Verträumter Indie-Pop

Ein nachdenklicher Blick, stimmungsvolle Beleuchtung, Synthklänge – Sivilian hat während des ersten Lockdowns begonnen, seine Solomusik zu veröffentlichen. Seitdem ist einiges geschehen. DISPLAY hat den Schweizer Troye Sivan getroffen.

Text Josia Jourdan

Die Werbung war nicht seine Welt

Sivilian ist der Künstlername und das Soloprojekt von Adrian Graf. Wenn er nicht Texte schreibt und im Studio sitzt oder auf der Bühne steht, arbeitet er an der ZHdK und hilft bei der Ausbildung zukünftiger Videograf*innen. Es ist eine gute Balance, und seine Arbeit macht ihm wieder Freude. Denn der Entschluss, sich mehr auf die Musik zu fokussieren, entstand 2019 auch aus der Unzufriedenheit mit der Werbebranche, in der er gearbeitet hat.

AUSZÜGE DER LISTE ▸
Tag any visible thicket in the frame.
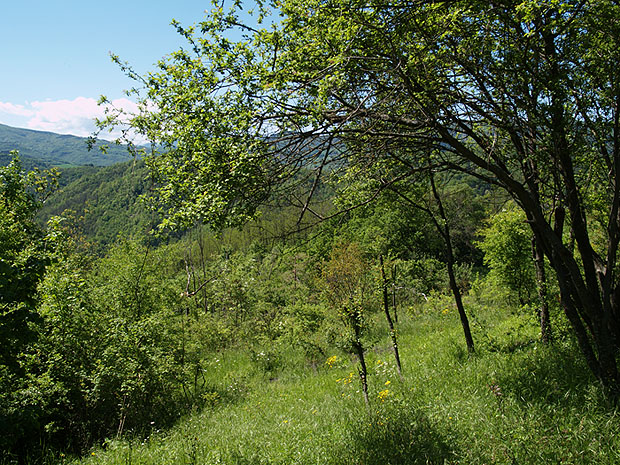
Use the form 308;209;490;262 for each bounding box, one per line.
0;145;592;463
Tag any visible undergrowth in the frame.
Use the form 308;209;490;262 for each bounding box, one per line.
34;297;620;465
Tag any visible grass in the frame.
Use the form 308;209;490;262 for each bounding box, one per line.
50;292;620;465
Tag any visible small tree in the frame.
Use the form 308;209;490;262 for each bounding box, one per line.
322;243;371;405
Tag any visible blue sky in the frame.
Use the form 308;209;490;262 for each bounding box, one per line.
0;0;211;136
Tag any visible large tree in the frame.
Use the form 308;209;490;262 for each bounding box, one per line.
107;0;620;392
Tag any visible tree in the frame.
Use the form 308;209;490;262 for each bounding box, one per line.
0;152;54;457
107;0;620;395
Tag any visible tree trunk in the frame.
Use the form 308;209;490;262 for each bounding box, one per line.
379;255;403;380
429;172;475;353
532;236;552;344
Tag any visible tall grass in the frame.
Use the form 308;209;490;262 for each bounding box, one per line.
49;292;620;465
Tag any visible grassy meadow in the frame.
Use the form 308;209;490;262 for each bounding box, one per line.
49;286;620;465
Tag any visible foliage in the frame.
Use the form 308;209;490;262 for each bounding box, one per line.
98;0;620;395
479;208;536;305
37;161;157;252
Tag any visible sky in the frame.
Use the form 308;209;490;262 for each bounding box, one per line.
0;0;216;138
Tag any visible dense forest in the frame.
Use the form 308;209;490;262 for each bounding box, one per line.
0;0;620;465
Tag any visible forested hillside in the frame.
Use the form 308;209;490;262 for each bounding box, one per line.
0;0;620;465
38;161;157;247
0;124;131;168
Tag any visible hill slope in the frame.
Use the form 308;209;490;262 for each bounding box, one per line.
0;124;131;168
39;161;155;246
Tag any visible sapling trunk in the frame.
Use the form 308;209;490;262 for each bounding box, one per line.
379;255;403;380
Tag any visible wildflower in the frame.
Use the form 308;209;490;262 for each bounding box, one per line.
377;389;390;402
325;355;338;368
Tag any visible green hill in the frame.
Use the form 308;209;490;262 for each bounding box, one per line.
39;161;155;246
0;124;131;168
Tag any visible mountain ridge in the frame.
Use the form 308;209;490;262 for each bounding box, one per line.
0;124;133;168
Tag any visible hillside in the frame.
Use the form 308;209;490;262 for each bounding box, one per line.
39;162;155;246
0;124;131;168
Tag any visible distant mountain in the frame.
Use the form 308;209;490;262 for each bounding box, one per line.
38;160;157;247
0;124;132;169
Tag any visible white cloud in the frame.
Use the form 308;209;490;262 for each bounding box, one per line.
0;97;143;139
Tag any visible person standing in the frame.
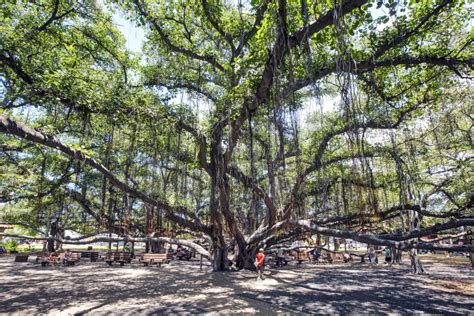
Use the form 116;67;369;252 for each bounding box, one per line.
255;248;265;280
385;247;392;267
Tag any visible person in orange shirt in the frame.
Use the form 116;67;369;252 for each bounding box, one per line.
255;248;265;280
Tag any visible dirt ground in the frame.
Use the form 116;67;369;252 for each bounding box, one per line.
0;255;474;315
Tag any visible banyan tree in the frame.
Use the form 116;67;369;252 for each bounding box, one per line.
0;0;474;270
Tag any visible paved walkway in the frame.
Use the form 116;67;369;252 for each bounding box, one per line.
0;256;474;315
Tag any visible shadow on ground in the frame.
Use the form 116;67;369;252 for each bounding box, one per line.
0;257;474;314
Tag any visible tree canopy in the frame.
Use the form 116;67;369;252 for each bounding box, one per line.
0;0;474;270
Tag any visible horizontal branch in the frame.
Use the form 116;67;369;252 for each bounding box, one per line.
0;233;211;259
0;115;209;233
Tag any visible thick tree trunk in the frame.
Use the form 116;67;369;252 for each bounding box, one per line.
48;222;58;252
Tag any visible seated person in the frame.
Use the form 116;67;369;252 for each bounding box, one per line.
309;247;321;261
63;249;72;265
48;251;59;266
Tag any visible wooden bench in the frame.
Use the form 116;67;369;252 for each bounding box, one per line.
35;252;81;267
105;251;132;266
295;251;311;264
63;252;81;266
81;251;99;262
141;253;173;266
15;255;28;262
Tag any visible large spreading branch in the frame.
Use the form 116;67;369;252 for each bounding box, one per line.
0;115;209;233
0;233;211;259
226;0;368;161
133;0;225;71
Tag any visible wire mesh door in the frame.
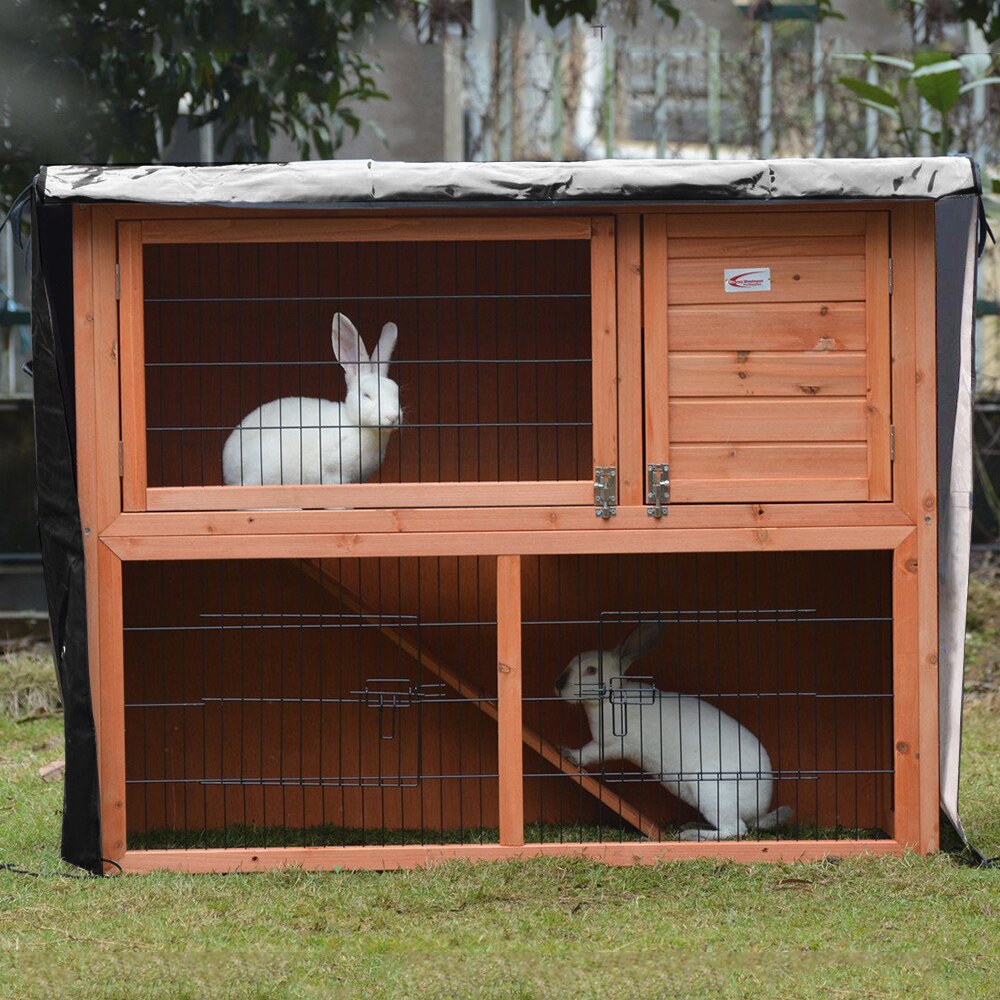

AUFGABE ▸
Schreibe den Lesetext über Sivilian vollständig und wortgetreu ab.

LÖSUNG ▸
Verträumter Indie-Pop

Ein nachdenklicher Blick, stimmungsvolle Beleuchtung, Synthklänge – Sivilian hat während des ersten Lockdowns begonnen, seine Solomusik zu veröffentlichen. Seitdem ist einiges geschehen. DISPLAY hat den Schweizer Troye Sivan getroffen.

Text Josia Jourdan

Die Werbung war nicht seine Welt

Sivilian ist der Künstlername und das Soloprojekt von Adrian Graf. Wenn er nicht Texte schreibt und im Studio sitzt oder auf der Bühne steht, arbeitet er an der ZHdK und hilft bei der Ausbildung zukünftiger Videograf*innen. Es ist eine gute Balance, und seine Arbeit macht ihm wieder Freude. Denn der Entschluss, sich mehr auf die Musik zu fokussieren, entstand 2019 auch aus der Unzufriedenheit mit der Werbebranche, in der er gearbeitet hat.